> **What is asked**: Arrange the data between the lines holding "Prove it: the dirt bike" and "282;361;318;555", inclusive, as a numbered list with any blank lines dropped.

> **Task data**:
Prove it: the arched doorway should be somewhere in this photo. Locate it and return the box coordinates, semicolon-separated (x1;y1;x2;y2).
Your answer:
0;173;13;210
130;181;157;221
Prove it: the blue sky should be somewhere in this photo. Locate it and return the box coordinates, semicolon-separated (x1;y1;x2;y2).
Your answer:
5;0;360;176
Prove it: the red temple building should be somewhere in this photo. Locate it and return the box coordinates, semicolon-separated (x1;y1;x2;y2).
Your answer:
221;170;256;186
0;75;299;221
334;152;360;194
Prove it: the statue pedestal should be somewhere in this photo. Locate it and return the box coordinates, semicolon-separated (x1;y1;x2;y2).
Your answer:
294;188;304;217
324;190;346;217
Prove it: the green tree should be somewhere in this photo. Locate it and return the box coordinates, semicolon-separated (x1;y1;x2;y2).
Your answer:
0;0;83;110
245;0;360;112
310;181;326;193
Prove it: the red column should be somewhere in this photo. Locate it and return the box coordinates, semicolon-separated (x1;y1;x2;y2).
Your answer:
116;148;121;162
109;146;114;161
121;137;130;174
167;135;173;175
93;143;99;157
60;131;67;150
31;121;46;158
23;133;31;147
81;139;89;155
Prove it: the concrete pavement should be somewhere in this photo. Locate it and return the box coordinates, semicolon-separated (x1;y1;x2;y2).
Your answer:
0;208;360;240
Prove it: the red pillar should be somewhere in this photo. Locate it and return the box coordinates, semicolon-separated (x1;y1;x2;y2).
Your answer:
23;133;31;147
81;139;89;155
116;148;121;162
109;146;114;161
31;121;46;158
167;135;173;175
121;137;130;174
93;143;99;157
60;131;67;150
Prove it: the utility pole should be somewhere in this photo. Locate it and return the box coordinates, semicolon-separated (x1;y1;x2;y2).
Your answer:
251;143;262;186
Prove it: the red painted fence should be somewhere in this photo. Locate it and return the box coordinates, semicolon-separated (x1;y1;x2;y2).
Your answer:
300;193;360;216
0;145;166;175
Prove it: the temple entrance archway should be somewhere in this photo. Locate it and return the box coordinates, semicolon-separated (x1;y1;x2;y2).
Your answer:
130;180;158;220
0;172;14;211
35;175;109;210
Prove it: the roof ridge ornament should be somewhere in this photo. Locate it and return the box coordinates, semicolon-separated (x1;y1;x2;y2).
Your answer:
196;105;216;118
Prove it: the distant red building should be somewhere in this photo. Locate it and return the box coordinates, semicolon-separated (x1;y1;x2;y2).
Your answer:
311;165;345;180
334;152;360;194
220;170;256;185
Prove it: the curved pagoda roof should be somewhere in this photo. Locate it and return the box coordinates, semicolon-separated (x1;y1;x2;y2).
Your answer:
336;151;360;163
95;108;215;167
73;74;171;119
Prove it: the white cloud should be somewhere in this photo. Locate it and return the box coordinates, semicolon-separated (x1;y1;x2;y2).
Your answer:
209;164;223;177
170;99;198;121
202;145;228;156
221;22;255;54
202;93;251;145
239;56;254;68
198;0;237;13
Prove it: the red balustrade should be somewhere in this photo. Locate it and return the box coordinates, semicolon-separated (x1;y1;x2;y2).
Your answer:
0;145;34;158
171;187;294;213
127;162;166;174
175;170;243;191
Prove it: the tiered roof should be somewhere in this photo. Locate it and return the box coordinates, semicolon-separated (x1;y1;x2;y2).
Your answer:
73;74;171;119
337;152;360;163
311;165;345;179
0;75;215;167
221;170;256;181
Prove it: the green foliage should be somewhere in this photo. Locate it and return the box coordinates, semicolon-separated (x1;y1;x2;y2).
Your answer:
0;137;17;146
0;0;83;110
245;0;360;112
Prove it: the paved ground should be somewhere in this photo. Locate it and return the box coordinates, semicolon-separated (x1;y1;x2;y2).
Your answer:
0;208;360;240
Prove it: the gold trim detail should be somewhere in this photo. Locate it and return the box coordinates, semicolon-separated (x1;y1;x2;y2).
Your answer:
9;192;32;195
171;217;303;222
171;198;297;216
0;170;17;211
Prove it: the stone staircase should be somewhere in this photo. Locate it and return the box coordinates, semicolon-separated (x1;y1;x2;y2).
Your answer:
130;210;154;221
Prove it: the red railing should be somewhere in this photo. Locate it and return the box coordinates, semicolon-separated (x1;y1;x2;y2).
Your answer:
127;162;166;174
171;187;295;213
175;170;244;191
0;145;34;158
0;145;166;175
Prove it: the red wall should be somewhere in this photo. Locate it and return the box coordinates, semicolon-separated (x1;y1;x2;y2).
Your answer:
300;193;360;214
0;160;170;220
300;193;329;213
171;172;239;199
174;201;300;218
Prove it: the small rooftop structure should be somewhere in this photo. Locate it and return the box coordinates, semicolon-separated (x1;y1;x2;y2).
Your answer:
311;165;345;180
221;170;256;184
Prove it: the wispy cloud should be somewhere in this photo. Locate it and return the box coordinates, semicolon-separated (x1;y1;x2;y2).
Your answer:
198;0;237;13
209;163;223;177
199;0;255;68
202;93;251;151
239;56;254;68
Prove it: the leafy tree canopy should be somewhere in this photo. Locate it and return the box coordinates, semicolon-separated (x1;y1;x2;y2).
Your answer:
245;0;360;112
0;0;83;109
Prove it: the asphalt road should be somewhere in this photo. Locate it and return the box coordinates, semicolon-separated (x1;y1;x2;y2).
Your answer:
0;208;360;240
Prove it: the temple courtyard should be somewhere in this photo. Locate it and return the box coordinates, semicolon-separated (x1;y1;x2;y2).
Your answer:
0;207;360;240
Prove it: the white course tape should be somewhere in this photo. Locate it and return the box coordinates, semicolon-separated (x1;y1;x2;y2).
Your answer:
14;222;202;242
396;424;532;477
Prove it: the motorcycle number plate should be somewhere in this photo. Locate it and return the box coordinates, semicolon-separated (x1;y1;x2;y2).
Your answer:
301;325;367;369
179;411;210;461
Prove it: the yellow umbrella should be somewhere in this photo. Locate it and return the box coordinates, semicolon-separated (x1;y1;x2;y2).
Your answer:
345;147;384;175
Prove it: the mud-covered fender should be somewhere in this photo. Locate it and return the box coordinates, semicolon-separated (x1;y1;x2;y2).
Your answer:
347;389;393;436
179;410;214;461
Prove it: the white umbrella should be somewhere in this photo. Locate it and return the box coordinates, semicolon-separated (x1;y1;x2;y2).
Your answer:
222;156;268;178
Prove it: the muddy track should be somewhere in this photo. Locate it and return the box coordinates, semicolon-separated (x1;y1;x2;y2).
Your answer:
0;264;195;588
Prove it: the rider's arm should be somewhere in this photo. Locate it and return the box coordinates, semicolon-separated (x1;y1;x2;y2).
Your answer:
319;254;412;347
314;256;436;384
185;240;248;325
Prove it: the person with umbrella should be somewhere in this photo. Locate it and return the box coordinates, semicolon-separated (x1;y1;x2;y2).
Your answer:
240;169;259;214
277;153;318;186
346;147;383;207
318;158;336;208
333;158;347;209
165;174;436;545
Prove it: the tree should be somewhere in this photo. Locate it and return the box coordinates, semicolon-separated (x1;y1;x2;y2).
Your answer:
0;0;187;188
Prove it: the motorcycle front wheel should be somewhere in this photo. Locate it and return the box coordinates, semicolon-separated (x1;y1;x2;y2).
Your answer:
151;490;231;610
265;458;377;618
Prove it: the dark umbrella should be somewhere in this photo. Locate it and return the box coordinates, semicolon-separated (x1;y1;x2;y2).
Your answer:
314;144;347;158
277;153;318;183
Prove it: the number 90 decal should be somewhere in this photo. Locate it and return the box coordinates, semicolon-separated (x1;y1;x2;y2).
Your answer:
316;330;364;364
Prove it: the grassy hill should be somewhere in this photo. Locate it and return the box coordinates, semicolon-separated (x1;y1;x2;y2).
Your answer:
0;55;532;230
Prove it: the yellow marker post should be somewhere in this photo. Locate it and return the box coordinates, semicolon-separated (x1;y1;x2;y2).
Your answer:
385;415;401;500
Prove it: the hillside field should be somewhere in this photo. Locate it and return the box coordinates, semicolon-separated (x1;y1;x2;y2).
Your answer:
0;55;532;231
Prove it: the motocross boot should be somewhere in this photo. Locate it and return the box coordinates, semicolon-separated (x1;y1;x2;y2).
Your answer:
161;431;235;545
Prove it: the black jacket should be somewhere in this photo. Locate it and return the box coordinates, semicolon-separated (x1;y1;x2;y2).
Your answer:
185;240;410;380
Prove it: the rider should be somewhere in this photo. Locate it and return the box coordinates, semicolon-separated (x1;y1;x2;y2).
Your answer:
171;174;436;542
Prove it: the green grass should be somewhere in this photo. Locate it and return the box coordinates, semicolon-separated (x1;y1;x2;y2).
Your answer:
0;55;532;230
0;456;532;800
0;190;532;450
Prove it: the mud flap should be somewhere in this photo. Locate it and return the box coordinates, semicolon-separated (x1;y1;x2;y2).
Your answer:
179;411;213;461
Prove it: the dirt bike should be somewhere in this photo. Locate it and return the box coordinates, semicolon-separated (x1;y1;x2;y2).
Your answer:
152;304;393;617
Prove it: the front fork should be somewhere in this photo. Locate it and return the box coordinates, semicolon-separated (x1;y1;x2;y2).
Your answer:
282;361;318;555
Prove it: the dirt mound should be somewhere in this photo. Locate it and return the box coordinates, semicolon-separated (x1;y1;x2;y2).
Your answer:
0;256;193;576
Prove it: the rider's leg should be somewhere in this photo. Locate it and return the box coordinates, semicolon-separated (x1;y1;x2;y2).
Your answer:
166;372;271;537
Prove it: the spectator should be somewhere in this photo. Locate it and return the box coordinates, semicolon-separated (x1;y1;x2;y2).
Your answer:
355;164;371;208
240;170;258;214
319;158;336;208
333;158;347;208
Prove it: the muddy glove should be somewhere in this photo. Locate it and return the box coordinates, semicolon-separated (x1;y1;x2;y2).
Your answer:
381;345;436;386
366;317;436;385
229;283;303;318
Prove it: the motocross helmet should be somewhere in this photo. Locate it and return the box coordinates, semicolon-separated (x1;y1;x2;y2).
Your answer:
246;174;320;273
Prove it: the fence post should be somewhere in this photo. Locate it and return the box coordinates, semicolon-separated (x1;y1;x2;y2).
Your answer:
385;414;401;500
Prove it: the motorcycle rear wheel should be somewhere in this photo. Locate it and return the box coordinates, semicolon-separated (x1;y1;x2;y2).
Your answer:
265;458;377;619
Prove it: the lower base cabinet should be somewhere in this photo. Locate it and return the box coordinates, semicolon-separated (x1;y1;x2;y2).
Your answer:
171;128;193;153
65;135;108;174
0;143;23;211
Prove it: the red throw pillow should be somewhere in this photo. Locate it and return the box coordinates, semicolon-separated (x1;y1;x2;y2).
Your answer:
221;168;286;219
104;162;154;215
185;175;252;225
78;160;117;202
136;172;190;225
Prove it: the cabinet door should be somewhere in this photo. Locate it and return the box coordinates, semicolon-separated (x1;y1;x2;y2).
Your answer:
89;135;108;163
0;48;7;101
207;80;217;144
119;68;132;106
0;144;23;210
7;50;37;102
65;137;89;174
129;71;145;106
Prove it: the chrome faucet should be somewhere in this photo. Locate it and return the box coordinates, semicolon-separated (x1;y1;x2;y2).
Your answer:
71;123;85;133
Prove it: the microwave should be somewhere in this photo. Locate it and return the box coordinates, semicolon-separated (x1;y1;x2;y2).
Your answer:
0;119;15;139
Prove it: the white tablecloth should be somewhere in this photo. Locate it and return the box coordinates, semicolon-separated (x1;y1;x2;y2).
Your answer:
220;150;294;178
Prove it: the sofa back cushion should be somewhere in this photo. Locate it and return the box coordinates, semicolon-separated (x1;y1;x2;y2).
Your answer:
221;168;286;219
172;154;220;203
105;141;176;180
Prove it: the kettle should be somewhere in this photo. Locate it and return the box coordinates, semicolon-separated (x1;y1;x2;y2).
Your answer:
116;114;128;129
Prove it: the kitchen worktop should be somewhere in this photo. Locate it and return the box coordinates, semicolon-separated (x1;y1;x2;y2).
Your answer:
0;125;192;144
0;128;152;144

> **Response to the exercise**:
1. Prove it: the dirt bike should be somewhere in this photo. Locate it and return the box coordinates, semicolon-separated (x1;y1;x2;y2).
2. Your answer:
3. 152;304;393;617
4. Prove it: the front fork should be somewhere in this photo. Locate it and return the box coordinates, semicolon-separated (x1;y1;x2;y2).
5. Your answer:
6. 282;361;318;555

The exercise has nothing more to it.